- **Work instructions**: Repeat exactly the lines beginning at the one that contains "Please annotate the seeder" and running to the end of the material. Omit the pictures.

(Photo-based point labeling data)
---
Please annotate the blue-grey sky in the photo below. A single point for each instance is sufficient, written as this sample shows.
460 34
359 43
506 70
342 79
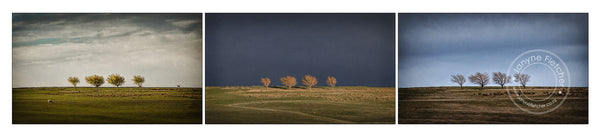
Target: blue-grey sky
358 49
164 48
431 47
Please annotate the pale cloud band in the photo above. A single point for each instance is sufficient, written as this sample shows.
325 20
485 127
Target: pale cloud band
164 48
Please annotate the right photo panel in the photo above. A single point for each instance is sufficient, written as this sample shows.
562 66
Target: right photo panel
493 68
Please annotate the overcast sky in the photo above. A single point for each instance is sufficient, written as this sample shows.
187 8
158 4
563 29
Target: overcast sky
357 49
164 48
434 46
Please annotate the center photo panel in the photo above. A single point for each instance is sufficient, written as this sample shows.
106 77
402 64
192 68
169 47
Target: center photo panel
300 68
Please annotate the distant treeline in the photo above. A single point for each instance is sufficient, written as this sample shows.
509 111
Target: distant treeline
483 79
114 79
308 80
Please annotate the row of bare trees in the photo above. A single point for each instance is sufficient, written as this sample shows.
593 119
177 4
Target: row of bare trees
308 80
114 79
483 79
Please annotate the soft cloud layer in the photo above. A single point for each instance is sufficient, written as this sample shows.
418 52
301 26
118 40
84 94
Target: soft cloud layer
164 48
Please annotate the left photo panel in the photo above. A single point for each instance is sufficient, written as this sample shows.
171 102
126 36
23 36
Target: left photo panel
106 68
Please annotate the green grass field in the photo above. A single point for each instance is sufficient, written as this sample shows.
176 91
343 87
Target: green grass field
107 106
470 105
320 105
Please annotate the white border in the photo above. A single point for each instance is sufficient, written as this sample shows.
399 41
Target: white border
187 6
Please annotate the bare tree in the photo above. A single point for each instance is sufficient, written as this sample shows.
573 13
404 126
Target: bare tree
288 81
95 80
521 78
115 79
331 81
460 79
74 81
266 82
138 80
481 79
309 81
501 79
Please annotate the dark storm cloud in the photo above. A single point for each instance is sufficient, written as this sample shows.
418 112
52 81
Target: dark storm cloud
358 49
434 46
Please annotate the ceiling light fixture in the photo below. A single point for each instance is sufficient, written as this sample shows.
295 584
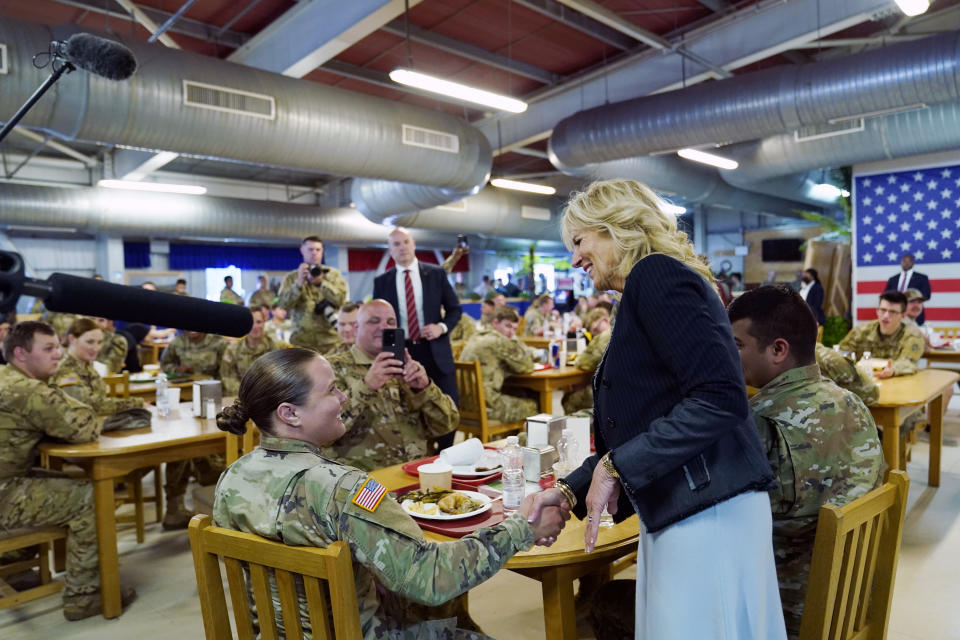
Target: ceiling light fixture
708 158
456 90
157 187
913 7
529 187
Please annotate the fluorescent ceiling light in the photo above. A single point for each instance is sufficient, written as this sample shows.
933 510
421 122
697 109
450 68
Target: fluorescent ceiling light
673 209
529 187
708 158
153 186
457 90
913 7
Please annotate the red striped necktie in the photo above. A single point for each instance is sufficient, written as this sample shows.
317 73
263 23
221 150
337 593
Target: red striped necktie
413 325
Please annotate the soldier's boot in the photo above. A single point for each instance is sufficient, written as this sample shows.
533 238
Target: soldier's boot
90 604
177 516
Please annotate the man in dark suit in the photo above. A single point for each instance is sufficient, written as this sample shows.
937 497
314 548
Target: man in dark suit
812 292
910 279
418 292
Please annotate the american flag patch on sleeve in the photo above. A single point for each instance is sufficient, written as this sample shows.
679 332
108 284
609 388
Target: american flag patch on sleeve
370 495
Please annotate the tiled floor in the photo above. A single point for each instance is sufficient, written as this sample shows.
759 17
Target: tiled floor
509 606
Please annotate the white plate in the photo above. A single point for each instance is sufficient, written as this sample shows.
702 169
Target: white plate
470 471
451 516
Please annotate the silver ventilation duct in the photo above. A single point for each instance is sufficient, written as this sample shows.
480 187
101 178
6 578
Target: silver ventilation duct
928 130
768 102
189 103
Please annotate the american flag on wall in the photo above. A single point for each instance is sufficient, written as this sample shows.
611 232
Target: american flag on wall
914 211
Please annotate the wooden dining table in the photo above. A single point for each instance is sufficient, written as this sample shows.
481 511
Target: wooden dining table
901 396
547 381
556 566
115 454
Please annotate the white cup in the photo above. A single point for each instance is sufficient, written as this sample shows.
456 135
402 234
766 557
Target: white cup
435 475
466 453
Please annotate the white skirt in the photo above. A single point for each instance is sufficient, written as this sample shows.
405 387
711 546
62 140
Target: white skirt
711 576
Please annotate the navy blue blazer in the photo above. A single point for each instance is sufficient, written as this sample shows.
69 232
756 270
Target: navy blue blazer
670 401
437 295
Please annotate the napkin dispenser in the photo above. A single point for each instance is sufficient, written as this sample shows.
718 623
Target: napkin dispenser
204 390
545 429
537 461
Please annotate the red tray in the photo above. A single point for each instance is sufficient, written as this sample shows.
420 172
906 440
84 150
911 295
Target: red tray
459 528
411 469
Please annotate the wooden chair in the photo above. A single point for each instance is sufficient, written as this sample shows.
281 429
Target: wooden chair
118 386
21 539
854 563
473 408
327 575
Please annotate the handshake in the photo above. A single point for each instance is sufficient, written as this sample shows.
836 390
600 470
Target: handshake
547 512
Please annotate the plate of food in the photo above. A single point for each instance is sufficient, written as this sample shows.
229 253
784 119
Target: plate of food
445 504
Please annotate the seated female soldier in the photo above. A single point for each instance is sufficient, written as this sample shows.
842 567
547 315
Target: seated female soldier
285 490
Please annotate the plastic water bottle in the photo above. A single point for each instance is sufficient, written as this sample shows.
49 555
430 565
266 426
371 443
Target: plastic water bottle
512 479
163 398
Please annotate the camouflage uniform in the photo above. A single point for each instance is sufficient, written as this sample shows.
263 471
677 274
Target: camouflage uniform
90 387
587 361
534 322
904 346
822 445
238 357
203 357
500 356
464 329
114 351
389 425
230 296
287 486
838 368
29 411
312 330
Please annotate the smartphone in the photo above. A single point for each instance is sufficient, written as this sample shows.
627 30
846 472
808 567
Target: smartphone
394 342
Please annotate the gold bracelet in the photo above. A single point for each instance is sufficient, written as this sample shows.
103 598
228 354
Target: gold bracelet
567 493
607 463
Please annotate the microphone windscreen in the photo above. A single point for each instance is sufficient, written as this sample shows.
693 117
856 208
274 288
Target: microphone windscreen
103 57
85 296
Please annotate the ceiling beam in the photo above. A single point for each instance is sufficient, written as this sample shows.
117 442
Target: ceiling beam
464 50
580 22
184 26
312 32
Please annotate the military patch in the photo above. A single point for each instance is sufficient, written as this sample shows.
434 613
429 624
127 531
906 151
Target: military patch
370 495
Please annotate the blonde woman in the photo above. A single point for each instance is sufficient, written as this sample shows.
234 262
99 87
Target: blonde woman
674 437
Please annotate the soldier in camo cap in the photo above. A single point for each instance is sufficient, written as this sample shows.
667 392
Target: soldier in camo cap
391 407
888 337
239 355
200 354
500 354
598 324
313 300
287 490
31 409
821 440
113 353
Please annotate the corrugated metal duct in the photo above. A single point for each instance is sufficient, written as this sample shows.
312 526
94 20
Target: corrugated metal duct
763 103
189 103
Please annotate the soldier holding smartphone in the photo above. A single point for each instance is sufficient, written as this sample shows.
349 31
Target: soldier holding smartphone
392 406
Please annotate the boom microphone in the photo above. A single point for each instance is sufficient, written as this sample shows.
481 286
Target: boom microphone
99 56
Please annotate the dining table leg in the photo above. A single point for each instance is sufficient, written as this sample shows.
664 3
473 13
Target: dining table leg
107 546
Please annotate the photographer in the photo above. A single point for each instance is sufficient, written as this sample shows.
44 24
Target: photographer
313 294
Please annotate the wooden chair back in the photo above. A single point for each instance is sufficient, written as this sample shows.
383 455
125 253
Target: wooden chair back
854 564
473 404
118 385
326 574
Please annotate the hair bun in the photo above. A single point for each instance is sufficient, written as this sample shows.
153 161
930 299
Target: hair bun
233 419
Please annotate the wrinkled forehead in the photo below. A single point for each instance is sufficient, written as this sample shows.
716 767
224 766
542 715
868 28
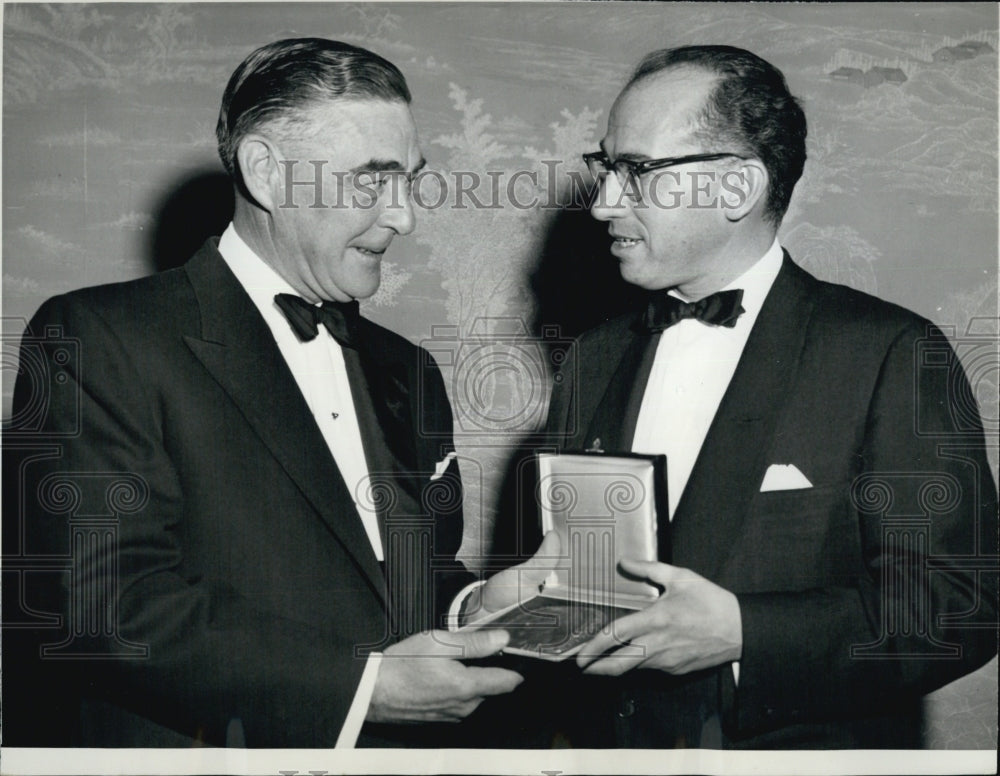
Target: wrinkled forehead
658 115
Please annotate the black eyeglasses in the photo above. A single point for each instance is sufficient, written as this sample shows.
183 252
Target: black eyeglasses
628 171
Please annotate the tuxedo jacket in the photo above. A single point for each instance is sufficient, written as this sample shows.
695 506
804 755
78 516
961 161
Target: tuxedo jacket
214 581
859 594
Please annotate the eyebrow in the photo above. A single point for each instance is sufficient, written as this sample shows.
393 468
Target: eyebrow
386 165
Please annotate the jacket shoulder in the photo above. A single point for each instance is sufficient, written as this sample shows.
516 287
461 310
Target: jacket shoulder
140 305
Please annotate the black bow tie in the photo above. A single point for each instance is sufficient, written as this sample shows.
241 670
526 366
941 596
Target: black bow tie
719 309
340 318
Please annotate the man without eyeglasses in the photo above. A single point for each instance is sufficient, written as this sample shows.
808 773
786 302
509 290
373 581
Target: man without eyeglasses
799 608
280 576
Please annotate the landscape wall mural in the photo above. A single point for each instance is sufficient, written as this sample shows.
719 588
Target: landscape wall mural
110 173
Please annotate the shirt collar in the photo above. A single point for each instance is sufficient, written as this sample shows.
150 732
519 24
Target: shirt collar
258 278
756 282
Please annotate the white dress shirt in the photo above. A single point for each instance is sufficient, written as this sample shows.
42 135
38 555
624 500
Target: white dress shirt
319 371
692 369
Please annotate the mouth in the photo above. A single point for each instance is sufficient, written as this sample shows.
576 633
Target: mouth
624 243
375 253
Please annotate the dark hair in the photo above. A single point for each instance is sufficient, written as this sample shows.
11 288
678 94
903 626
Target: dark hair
278 82
750 108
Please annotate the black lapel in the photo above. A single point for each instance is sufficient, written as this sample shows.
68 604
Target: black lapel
730 466
609 409
237 348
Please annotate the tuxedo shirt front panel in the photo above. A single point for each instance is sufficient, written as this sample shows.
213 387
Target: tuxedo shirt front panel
321 375
692 369
318 368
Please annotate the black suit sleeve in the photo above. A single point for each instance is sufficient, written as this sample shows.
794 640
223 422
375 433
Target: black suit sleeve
147 634
922 610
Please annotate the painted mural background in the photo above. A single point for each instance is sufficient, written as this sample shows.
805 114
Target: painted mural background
110 173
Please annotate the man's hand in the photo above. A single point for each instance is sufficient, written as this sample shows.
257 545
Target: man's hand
694 624
420 679
516 584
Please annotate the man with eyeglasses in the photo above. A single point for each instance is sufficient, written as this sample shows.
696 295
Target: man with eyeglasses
255 486
832 514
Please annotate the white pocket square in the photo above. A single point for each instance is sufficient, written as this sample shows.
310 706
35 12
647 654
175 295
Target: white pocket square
441 466
784 476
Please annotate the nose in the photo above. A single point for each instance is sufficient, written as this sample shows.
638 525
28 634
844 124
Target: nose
397 212
609 200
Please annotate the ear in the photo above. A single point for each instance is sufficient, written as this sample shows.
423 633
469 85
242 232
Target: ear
260 169
743 188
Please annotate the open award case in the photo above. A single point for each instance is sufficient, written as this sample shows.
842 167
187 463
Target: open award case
604 508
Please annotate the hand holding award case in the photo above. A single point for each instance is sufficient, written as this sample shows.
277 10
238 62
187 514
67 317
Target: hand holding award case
604 508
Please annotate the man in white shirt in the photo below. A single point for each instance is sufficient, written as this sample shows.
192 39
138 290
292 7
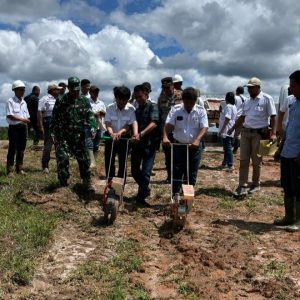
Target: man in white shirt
99 110
189 124
257 111
239 101
283 115
44 115
17 117
120 116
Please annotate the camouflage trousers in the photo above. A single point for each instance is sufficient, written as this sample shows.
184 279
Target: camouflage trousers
63 151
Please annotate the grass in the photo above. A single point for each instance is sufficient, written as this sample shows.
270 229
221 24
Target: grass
25 231
113 276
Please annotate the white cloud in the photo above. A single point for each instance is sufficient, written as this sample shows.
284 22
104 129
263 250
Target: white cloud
50 49
223 43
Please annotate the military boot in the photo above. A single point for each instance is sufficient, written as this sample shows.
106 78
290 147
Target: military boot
19 170
296 226
10 171
290 213
88 185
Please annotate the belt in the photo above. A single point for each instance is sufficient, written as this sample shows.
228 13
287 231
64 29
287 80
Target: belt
256 130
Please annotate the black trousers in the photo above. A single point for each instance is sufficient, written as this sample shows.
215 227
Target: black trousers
17 136
119 149
290 177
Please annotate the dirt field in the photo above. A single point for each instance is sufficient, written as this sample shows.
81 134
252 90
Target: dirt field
228 249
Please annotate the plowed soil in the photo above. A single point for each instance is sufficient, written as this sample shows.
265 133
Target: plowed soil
228 249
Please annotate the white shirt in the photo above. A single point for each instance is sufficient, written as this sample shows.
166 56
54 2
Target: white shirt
136 105
239 100
229 112
119 118
257 111
187 125
86 95
98 106
46 105
18 108
288 101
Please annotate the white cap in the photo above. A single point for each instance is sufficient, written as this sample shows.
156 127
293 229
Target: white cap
53 86
17 84
254 81
177 78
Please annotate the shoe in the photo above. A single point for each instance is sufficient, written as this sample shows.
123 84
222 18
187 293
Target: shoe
253 189
142 202
63 183
231 168
241 191
46 171
10 174
296 225
88 186
168 180
10 171
21 172
290 213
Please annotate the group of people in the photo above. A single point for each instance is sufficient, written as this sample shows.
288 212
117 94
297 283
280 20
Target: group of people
75 121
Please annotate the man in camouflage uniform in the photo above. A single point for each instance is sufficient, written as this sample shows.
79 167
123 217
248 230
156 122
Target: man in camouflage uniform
67 131
167 99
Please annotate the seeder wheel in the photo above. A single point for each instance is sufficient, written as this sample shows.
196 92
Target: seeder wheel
111 211
178 224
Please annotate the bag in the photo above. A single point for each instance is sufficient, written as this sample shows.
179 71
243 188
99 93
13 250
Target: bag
267 148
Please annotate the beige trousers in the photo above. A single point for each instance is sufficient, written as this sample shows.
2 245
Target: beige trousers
249 149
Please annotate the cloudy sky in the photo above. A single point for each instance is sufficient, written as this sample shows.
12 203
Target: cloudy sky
215 45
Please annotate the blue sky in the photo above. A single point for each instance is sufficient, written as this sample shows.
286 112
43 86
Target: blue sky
215 45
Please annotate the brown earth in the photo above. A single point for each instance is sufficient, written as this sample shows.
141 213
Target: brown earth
228 249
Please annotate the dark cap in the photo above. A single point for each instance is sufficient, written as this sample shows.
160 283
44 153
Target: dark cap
74 82
94 88
147 85
240 90
166 81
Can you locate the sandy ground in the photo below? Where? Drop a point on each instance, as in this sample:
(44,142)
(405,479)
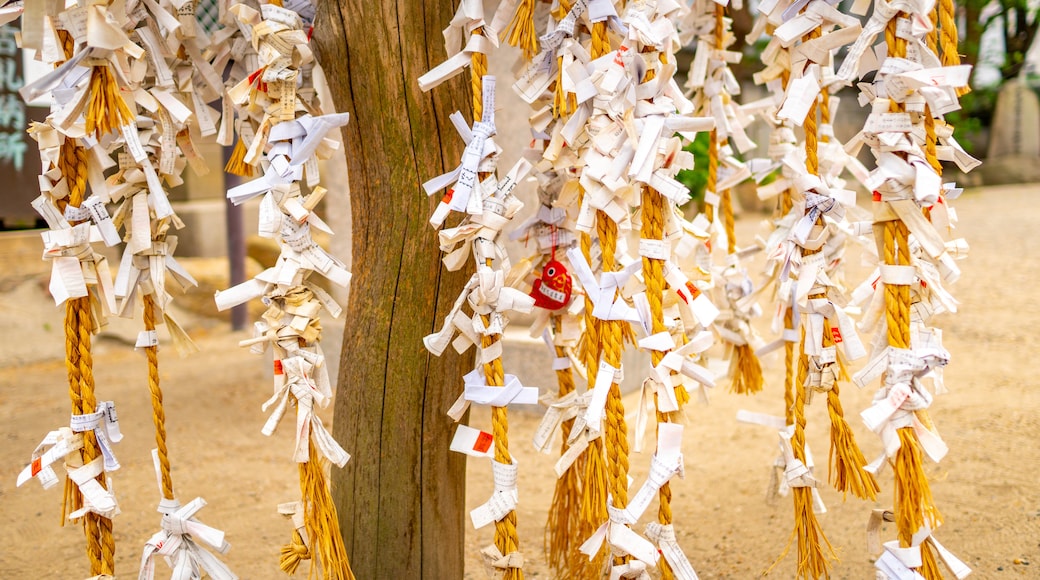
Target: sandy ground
---
- **Output for this task**:
Please annotate the seeder wheel in the photo above. A single point for each instance is sufficient, written as this sample shows.
196 92
Target: seeder wheel
111 211
178 224
Please annotate the bag in the photo above. A single point for each instance is sufficient, written as this sample shows.
179 71
243 188
99 93
13 250
Target: bag
267 148
Please annotate the beige trousers in the photo above. A single point for each instance is sufficient, written as this sample shows.
2 245
Target: beige trousers
249 149
Please annotate the cloudy sky in the photo above. A single point for each instance is sufficient, written as this sample shows.
12 203
Target: cloudy sky
215 45
Please annotate the blue sky in the photo above. A single point for each instance is sufficient, written as this sample shows.
286 112
43 86
Target: blue sky
215 45
Please annotate the brown earth in the photo above. A single point for each instance is sufficient, written as this sample shows.
141 213
Target: brown earth
228 249
Please annotate the dark cap in the photo above. A single point for each instance is sufficient, written as this sample shows.
160 283
44 153
Target: dark cap
74 82
94 88
147 85
240 90
166 81
Can you locate the sandy ground in the photo below? Where? Drop a point on each instance, as in this sample:
(44,142)
(405,479)
Target: sandy ground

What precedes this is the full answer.